··· TEXT UNDER STUDY
Based on Mike’s blog entry, it sounds like the Advocate’s comments section for his article, Of Pastors and Politicians, are teeming with strong reactions to what he has to say.
My new Advocate column is about what I view as the correlations and differences between the most recent Ted Haggard sex scandal and the Sam Adams (Portland mayor) sex scandal. The reaction to one, I suggest, is really a product of the reaction to the other.
So read and decide. A snippet:
Haggard, though a victim of a homophobic culture himself, is what we want to tell the world we aren’t — and certainly what we want to tell the world our openly gay politicians aren’t. But not being like Ted Haggard doesn’t mean openly gay people, including our politicians, must be — or can be — perfect. We fall into a trap when we hold ourselves to heterosexual ideals, ideals even heterosexuals can’t uphold, particularly when it comes to sex and our sex lives-the very things that make us different. Some of our greatest gay political heroes — from Barney Frank, whose boyfriend ran a prostitution ring out of the congressman’s house, to the late representative Gerry Studds, who was involved in an underage page scandal — have been at the center of sex scandals much more serious than Sam Adams’s. I hate to think where we’d be if, at the time, Frank or Studds had resigned and slunk away. We certainly would have made much less progress. And, when it comes down to it, we’d definitely have far fewer truly human role models.
I have to disagree with Mike on this one, and my answer is based on what it takes to be merely acceptable if you’re black and have a high-profile. Let’s be straight — if Barack Obama had a family like Sarah Palin, would he have had a chance in hell of being elected? Would he be sitting in the Oval Office if he had S.O.B.-worthy public rages at his peers like John McCain?
······
··· DATA BELOW
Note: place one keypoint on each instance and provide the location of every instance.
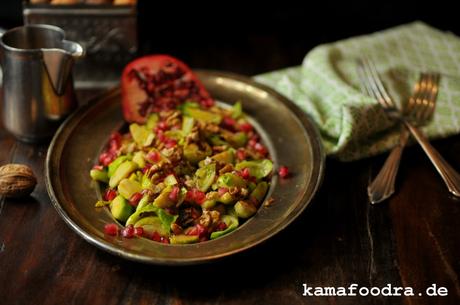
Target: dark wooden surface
(410, 241)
······
### PROBLEM STATEMENT
Continue the blog post that responds to Mike's Advocate column on the Ted Haggard and Sam Adams scandals, starting after its final sentence.

### REPLY
If you’re black (or a woman) and breaking new ground in a white or male dominated environment you have just about no room for error, because all those who come after you, fairly or unfairly, are often judged by the professional and personal legacy that you, as a minority, leaves behind. I wish this were not true, but it still is.
It’s the whole “Guess Who’s Coming to Dinner” phenomenon. Not only does Sidney Poitier’s character have to be a model citizen in every way to make the premise of the interracial marriage plausible, he has to be perfect — he is rich, intelligent, handsome, ethical medical expert who serves on United Nations committees, as Roger Ebert said in his review of the 1967 film. Yep, no room for error. The film may be dated, but I guarantee you that in many parts of the country, interracial relationships still guarantee parental fireworks.
So, do members of the LGBT community also have to deal with thet reality of “representing”? Are political dustups of the nature of Sam Adams’s harmful to the community, and thus those in positions as high profile as his should bear that cross of representing the community by being a model public and private citizen?